**Tasks to carry out:**
**1)** Output the APUS passage word for word, from "Similarly, at this" to "approach to quality.", including both.
**2)** According to the APUS passage, how many students received degrees from APUS in 2016?
**3)** Can you turn the paragraph of the APUS passage that begins "In 2016 APUS conferred degrees" into a short list of its main facts?

**Passage:**
We are in discussions with ACICS about the applicability, timing and operational policy.
However we believe that we continue our practical nursing program, it will - then we will have an additional year to come back in compliance with the placement rate standard, during which time we will have to submit a variety of reports to ACICS and notify current and new students at the independence location about our status and placement rates.
At this time, we are unable to quantify the impact of the program being a show cause status, or any future action that will result in our seizing to enroll students at the independence location.
Similarly, at this time, we cannot quantify the impact of any such developments on other programs, including those for which students in the practical nursing program serve as a feeder [ph] or honor application to ABHES. Moving on to slide number four, student focused approach to quality.
In summarizing the full year 2016 results, I'm pleased by how we've maintained our focus on quality and affordability, while working diligently to overcome important challenges. Although affordable tuition has its own inherent challenges, the benefits to the families and communities we serve our measurable.
We estimate our total cost of tuition books, and required fees are approximate 19% less for undergraduate and 38% less for graduate students than the average published in-state cost at public four-year institutions. Of course, affordability is nothing without quality.
In the face of increased competition for online students and rapid regulatory change, we believe are unwavering focus on quality has helped advance our reputation throughout the higher education community. In 2016, we enhanced our offerings through a course redesign project that aimed to help increase the interactivity of our classrooms.
We utilize to the cost of CIVITAS, our predictive analytics tool to improve student engagement and persistence, and we expanded the use of ClearPath by Fidelis, our advising and mentoring platform to help boost student engagement and persistence.
We also revised our application and assessment processes to more effectively enroll students with greater college readiness. We have deployed several initiatives since 2013, with the goal of attracting students with both academic intent and college readiness, and in more ways than ever before to help them succeed.
The results have been significant improvement in the undergraduate first course pass - pass rate and completion rates of students utilizing FFA each year since 2013.
We believe that, among other factors, the increase in persistence, our improved quality mix of students and a change to the multiple disbursement method of disbursing federal student aid to first time APUS undergraduate students also help reduce our bad debt expense this past year. Most of all, I am proud of our hard working students.
In 2016 APUS conferred degrees to approximately 11,000 students to join the ranks of more than 70,000 AMU and APU alumni worldwide. In our 2016 end of program survey, 95% of the respondents indicated that they were very or completely satisfied with the education they received.
‘ Moreover, 91% of our seniors who participated in the 2016 national survey of student engagement or NSSE indicated that if they had to start their education over again, they would choose APUS.
In addition to these impressive results, we made strong additions to our leadership team in 2016 in order to advance our enrollment management processes, diversify our program offerings, and make strategic investments in support of our long-term strategies to such opportunities arise. Going on to slide number five, APUS enrollment stabilization.

(Dataset entries)
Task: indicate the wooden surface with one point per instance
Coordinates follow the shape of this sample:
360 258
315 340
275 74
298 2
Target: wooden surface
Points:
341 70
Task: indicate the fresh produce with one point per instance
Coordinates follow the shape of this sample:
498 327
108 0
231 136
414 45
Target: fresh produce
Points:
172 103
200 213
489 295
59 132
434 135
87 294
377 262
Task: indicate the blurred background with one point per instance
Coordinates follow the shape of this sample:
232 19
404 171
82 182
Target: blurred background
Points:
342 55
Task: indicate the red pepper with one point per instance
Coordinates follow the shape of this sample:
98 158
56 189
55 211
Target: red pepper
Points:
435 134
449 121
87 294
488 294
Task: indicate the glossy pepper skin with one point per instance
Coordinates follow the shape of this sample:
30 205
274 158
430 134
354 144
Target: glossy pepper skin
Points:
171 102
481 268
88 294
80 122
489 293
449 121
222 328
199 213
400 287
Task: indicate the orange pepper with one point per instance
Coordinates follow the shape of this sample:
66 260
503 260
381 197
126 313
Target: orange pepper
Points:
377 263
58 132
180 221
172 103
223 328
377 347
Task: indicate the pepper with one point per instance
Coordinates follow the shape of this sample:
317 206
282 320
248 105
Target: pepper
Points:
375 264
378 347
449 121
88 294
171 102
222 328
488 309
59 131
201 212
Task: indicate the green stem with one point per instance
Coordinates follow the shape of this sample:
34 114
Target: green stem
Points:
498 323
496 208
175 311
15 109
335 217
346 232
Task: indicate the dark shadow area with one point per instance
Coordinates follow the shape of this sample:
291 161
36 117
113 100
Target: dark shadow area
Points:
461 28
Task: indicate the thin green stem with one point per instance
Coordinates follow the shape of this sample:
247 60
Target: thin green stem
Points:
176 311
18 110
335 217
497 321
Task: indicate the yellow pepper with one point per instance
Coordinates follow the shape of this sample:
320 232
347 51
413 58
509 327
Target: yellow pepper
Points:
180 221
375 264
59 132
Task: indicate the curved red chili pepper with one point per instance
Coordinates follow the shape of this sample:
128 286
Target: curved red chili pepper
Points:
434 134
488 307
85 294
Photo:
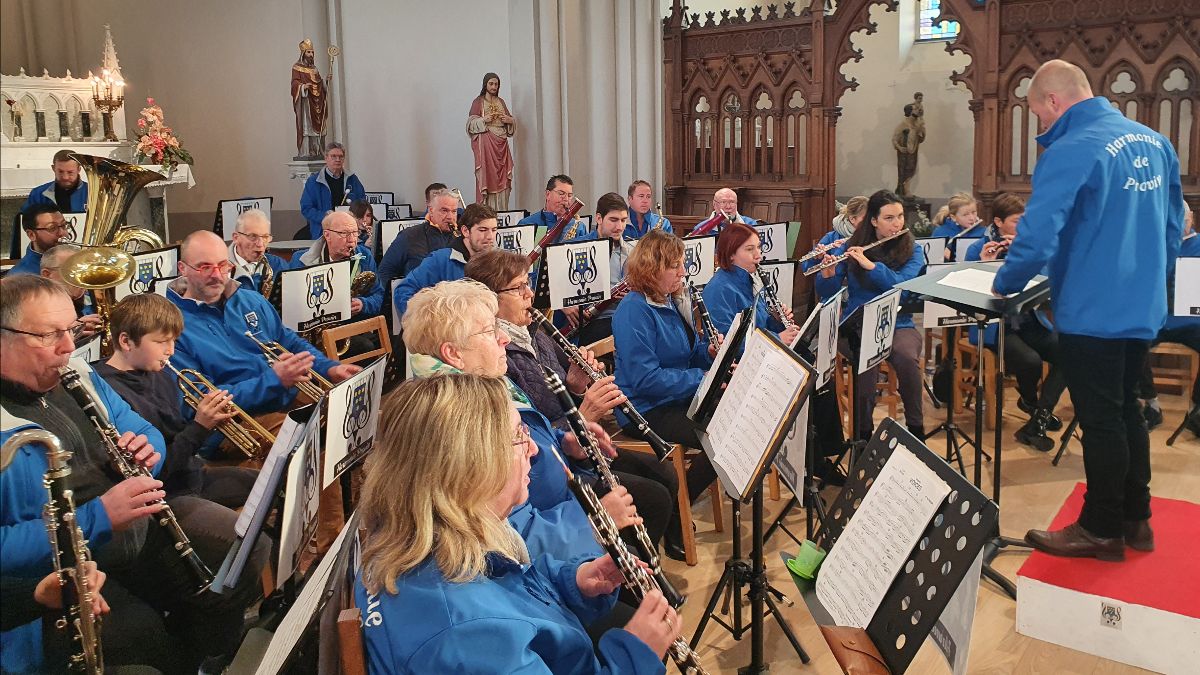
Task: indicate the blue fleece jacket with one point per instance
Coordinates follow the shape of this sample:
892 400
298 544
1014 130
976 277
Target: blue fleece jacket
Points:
732 291
514 619
214 342
659 360
316 201
1107 213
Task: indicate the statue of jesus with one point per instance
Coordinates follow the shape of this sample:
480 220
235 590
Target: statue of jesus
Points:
490 125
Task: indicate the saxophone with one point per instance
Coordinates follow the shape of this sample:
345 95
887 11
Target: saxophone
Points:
69 551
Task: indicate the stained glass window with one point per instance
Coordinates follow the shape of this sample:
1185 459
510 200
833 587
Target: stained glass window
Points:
929 30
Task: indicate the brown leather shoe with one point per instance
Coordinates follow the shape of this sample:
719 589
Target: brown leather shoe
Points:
1139 536
1075 542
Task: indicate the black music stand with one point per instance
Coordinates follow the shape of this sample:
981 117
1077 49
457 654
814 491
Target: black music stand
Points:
909 610
984 308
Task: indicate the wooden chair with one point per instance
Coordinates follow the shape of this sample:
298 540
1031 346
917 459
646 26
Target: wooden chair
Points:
377 324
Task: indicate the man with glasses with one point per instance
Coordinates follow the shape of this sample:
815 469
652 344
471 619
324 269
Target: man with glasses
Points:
478 228
217 312
46 227
247 251
559 197
340 242
327 189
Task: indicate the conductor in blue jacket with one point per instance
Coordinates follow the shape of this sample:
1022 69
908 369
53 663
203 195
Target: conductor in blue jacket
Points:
329 187
1107 216
447 585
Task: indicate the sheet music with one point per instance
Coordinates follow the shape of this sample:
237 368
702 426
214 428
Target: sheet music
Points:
757 398
873 548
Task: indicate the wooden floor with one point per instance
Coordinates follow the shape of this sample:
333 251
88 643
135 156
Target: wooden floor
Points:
1031 493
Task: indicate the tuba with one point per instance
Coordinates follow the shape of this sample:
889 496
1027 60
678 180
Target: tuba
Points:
105 261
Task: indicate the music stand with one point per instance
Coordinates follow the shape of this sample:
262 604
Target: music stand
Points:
983 306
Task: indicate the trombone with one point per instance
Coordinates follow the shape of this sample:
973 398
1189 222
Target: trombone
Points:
315 388
243 430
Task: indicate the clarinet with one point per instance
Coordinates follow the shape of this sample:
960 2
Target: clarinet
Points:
637 579
646 549
129 469
660 447
69 553
706 320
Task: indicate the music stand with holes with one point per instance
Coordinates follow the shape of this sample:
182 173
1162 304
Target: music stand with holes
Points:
936 566
983 306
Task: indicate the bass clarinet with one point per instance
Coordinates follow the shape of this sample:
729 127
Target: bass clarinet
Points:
129 469
637 579
69 553
660 447
646 549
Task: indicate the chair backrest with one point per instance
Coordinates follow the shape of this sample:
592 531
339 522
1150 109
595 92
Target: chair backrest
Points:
377 324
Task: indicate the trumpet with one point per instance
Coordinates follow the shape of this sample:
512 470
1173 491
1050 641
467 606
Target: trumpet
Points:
243 430
313 389
843 257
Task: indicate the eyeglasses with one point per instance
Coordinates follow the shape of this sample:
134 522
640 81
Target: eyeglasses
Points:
51 338
255 238
223 267
520 290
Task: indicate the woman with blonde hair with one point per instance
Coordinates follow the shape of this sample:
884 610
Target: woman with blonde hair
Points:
447 585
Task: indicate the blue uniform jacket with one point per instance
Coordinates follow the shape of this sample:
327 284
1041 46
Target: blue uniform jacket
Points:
444 264
214 342
1107 213
515 619
372 300
871 285
317 199
24 547
732 291
659 360
636 230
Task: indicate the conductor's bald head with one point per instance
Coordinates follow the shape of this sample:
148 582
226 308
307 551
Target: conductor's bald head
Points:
1056 87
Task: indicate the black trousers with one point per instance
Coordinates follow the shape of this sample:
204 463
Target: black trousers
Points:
1102 376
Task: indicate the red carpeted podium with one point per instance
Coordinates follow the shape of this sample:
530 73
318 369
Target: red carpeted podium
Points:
1144 611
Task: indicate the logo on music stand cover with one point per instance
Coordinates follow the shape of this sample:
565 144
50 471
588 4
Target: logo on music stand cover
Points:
145 274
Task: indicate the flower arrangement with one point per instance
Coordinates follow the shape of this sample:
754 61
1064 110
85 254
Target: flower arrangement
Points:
157 142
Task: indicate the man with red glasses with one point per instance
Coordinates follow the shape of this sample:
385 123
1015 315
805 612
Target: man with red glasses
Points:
217 312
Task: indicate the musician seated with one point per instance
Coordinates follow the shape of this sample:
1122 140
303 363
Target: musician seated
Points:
85 310
559 199
465 593
641 217
660 357
144 330
478 234
340 242
217 312
868 274
46 227
145 575
249 255
725 207
736 285
1027 342
415 244
611 222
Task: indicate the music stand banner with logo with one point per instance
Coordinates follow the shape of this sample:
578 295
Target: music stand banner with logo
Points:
150 272
577 273
352 419
316 296
519 238
229 209
773 242
700 260
879 328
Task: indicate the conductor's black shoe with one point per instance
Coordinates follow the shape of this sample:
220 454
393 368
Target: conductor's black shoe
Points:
1139 536
1075 542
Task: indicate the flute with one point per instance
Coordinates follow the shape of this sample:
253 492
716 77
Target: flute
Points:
660 447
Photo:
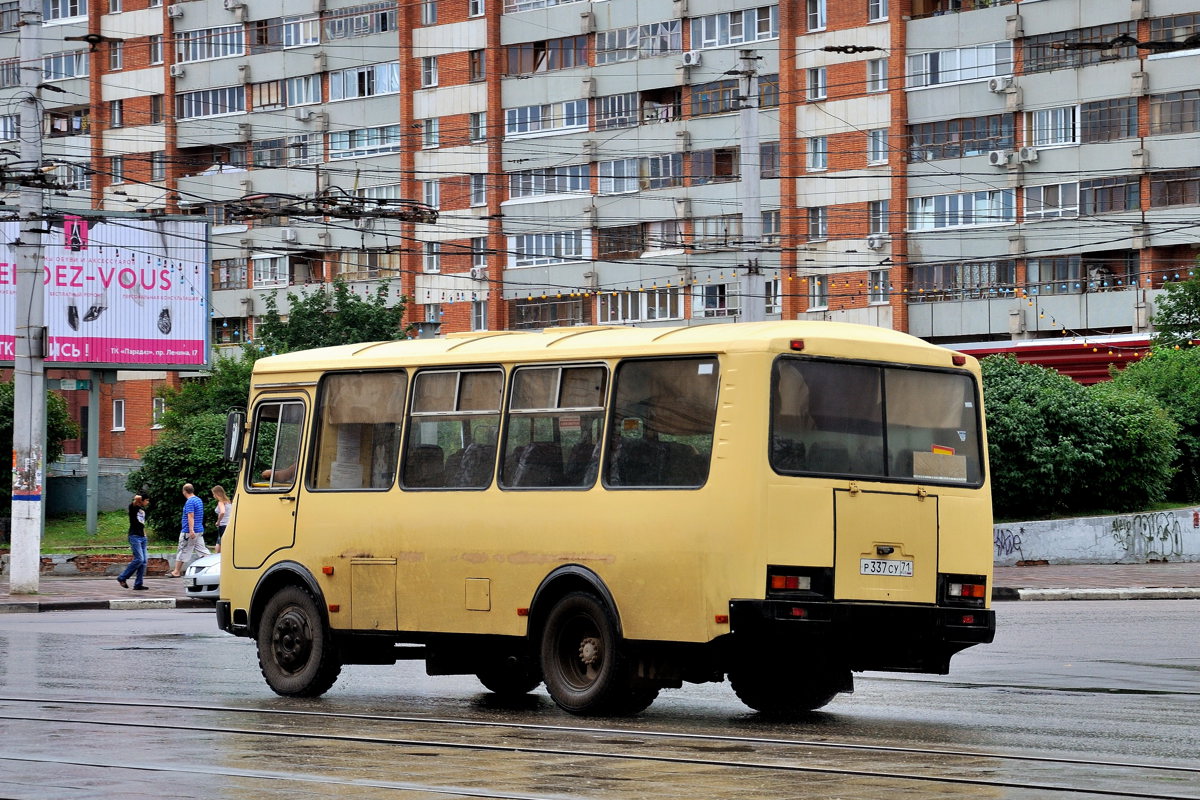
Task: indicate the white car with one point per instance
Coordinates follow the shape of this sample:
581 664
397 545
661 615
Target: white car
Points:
204 577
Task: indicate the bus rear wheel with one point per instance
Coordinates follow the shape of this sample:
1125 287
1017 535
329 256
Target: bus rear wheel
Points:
581 657
295 648
777 691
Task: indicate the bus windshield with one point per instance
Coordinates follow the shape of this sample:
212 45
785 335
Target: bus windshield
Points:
874 421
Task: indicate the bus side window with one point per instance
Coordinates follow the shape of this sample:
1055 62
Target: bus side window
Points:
275 445
663 422
358 438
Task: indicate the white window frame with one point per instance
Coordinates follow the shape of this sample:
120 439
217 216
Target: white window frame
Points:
816 84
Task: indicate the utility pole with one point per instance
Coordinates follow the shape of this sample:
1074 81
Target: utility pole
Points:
751 283
29 373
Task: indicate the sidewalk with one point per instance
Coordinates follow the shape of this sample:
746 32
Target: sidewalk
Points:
1180 581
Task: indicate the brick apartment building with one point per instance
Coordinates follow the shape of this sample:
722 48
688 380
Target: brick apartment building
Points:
959 169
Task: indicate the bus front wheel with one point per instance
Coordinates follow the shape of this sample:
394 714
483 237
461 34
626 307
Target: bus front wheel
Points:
295 648
778 691
582 661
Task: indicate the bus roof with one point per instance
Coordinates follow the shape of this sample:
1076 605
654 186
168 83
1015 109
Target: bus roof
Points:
840 340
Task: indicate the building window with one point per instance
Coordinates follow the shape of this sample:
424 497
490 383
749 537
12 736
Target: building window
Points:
816 86
960 210
963 64
735 28
431 257
877 146
877 216
876 74
478 190
1045 52
365 82
819 152
359 143
815 14
1175 187
210 102
817 223
819 292
1053 126
1175 113
431 193
208 43
1051 202
879 288
547 55
972 136
719 166
429 71
431 133
159 166
477 126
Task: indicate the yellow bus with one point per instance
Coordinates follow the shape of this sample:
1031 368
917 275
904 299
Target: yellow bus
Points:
613 511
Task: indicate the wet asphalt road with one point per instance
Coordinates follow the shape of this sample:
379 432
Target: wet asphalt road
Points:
1103 681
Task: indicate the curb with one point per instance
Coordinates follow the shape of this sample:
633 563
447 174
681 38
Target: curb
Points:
1002 593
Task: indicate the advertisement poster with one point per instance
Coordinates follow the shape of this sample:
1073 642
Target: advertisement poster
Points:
121 293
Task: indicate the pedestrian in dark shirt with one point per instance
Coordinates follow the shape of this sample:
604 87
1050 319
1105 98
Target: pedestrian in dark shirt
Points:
137 543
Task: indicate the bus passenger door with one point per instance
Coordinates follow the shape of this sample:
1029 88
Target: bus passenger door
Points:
267 507
885 546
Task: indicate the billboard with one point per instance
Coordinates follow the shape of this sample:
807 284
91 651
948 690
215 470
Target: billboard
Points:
120 293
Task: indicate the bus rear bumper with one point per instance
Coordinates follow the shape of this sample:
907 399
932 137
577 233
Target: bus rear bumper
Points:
864 636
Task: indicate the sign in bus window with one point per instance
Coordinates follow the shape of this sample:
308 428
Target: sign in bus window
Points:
453 429
358 438
275 445
553 427
660 433
867 421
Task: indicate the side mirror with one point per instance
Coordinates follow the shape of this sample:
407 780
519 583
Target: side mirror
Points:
235 426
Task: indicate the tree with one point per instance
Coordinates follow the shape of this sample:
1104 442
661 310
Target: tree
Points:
186 453
1173 378
329 314
1176 316
59 427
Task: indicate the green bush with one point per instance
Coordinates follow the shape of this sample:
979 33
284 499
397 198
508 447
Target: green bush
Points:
1173 378
187 453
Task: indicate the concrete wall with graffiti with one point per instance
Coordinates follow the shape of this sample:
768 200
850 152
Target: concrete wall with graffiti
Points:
1121 539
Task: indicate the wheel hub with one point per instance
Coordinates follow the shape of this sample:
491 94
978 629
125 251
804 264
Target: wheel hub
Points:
589 650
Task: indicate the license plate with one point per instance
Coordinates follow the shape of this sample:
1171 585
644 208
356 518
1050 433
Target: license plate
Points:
885 566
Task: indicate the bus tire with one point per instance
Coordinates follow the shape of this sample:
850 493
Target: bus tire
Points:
510 678
295 648
581 659
785 692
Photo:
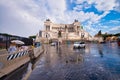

**Task-by-task results:**
**1)**
Similarly, at this time, we cannot quantify the impact of any such developments on other programs, including those for which students in the practical nursing program serve as a feeder [ph] or honor application to ABHES. Moving on to slide number four, student focused approach to quality.

**2)** Approximately 11,000 students.

**3)**
- In 2016, APUS conferred degrees on about 11,000 students.
- These graduates joined more than 70,000 AMU and APU alumni worldwide.
- In the 2016 end-of-program survey, 95% of respondents said they were very or completely satisfied with their education.